Your assignment ->
The reply must contain all of the records, unchanged.

Extracted material ->

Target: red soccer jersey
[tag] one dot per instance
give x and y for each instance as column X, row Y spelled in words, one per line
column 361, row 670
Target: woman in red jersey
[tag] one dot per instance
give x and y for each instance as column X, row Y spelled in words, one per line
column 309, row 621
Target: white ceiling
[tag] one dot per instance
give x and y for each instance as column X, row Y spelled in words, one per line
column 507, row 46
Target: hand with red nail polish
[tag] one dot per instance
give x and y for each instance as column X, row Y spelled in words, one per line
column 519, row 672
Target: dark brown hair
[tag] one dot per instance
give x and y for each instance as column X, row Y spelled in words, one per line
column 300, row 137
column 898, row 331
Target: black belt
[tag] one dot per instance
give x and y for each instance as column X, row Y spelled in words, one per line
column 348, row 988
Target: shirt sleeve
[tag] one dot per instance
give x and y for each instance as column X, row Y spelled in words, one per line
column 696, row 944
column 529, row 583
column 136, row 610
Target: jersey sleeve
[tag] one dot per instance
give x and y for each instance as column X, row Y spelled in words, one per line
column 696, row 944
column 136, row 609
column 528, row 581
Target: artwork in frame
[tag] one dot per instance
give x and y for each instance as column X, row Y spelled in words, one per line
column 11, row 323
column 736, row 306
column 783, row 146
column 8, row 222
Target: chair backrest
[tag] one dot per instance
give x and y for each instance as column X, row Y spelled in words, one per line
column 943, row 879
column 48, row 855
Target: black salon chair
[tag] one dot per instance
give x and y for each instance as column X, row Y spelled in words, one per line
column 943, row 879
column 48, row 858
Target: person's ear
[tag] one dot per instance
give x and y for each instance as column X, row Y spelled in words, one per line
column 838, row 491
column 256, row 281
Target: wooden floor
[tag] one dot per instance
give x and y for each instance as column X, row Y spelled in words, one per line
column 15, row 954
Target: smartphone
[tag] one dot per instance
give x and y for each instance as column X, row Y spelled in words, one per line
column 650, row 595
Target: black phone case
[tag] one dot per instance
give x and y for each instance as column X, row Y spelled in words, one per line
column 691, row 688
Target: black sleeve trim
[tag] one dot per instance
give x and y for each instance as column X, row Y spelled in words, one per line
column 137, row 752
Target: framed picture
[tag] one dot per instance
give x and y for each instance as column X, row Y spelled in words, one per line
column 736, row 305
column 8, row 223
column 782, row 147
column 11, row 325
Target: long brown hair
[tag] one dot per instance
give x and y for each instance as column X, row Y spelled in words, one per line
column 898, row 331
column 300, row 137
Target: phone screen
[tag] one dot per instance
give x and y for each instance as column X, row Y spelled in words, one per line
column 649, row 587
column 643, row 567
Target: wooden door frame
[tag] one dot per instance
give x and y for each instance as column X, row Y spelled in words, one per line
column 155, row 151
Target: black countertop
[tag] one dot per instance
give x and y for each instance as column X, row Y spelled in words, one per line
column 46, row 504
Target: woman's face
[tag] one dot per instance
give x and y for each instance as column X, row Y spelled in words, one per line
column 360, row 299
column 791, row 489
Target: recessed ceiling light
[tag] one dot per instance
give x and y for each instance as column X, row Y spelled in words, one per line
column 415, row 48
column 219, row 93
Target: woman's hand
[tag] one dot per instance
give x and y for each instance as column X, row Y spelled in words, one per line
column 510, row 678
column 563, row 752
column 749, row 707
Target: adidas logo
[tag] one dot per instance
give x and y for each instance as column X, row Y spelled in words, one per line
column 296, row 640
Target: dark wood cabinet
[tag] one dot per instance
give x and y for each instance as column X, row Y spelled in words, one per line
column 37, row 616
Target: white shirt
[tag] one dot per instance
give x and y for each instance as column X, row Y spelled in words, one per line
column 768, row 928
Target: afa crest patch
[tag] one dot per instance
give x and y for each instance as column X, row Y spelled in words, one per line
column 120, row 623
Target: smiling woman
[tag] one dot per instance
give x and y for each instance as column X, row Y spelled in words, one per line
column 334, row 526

Written answer ->
Target: red soccer jersey
[tag] one dot per instance
give x and y for each instance as column X, row Y spelled in words, one per line
column 361, row 670
Target: woman in red jersey
[tag] one dot per instance
give x and y for each instance as column X, row Y spelled in words, one per line
column 309, row 621
Target: white ceiling
[tag] one dot per instance
give x and y for each instance as column X, row Y spelled in words, one per line
column 507, row 46
Target: hand with red nail polish
[tag] one dot per instance
give x and y for each instance as column X, row Y spelled in words, one per line
column 519, row 672
Target: dark brown hair
[tag] one dot per instance
give x and y for each instance as column X, row Y spelled in words, one per line
column 300, row 137
column 898, row 331
Target: black belt
[tag] one dot per instance
give x and y for each instance as column X, row Y spelled in words, one per line
column 348, row 988
Target: shirt sleeve
[tag] one dot per instance
give x and y for each instance as column X, row Y spelled in words, one per line
column 696, row 944
column 529, row 583
column 136, row 610
Target: jersey sleeve
[tag] one dot per instance
give x and y for each instance as column X, row Y spelled in words, one per line
column 696, row 944
column 136, row 609
column 528, row 581
Target: artwork in frame
[tag] one dot per instance
give x and y for each instance as column X, row Y spelled in words, one per line
column 11, row 323
column 736, row 306
column 783, row 146
column 8, row 222
Target: chair backrest
[tag] one dot per instance
give x and y for each instance as column X, row Y spelled in words, one per line
column 943, row 879
column 48, row 855
Target: black salon chair
[tag] one dot per instance
give x and y for each instance as column X, row Y spelled in words, one per line
column 943, row 879
column 48, row 858
Target: person's ear
[tag] one dot per instance
give x and y for each instance as column X, row Y spelled in words, one per line
column 838, row 491
column 256, row 281
Target: wooden floor
[tag] one dot per instance
give x and y for each instance as column X, row Y spelled in words, one per line
column 15, row 954
Target: smartphone
[tag] one dot per instance
give x and y for each instance as column X, row Y spelled in words, one per line
column 650, row 595
Target: black phone case
[tag] one dot per instance
give x and y for each instance as column X, row Y spelled in words, one per line
column 691, row 688
Target: black sleeve trim
[tag] one dot per instance
give x and y for each instance as column X, row Y spelled in words, one per line
column 137, row 752
Target: framed picture
[tag] one dot per instance
give x and y for each instance as column X, row Y spelled in words, one per line
column 736, row 305
column 8, row 223
column 782, row 147
column 11, row 325
Target: long brown hair
[tag] one dot per instance
give x and y for each instance as column X, row Y spelled in words, one per line
column 898, row 331
column 300, row 137
Target: phone screen
[tag] one dot per instance
give x and y for each instance as column X, row Y spelled in words, one per line
column 649, row 587
column 643, row 567
Target: wooden door frame
[tag] one dot per instance
give x and y for each instance as column X, row Y spelled in words, one per line
column 155, row 151
Target: black countertop
[tag] one dot per instance
give x and y for each instance as column X, row Y spelled in words, one per line
column 46, row 504
Target: woman's face
[tag] one dot per instance
give x and y for each instance as column X, row Y spelled in words, one per line
column 360, row 299
column 791, row 489
Target: recessed ceiling light
[tag] one dot per instance
give x and y for each instance as column X, row Y spelled in words, one per line
column 415, row 48
column 219, row 93
Target: woman's hand
[tag] one dot per instance
give x and y for each instance as column X, row Y spelled in words, one per line
column 510, row 678
column 563, row 752
column 749, row 707
Target: adidas logo
[tag] one dot per instance
give x and y for each instance as column X, row Y spelled in words, one per line
column 296, row 640
Target: dark wood cabinet
[tag] one dot per instance
give x and y for each instance as column X, row Y spelled in words, one per line
column 37, row 616
Target: white shirt
[tag] one dot per instance
give x and y for each instance as column X, row Y spelled in words, one per line
column 768, row 928
Target: afa crest patch
[tag] one dot per instance
give x and y for each instance as column X, row Y spelled in words, one per line
column 120, row 623
Target: smiling woman
[tag] one dot per instance
give x and y for each instance as column X, row Y spelled in words, one per line
column 334, row 526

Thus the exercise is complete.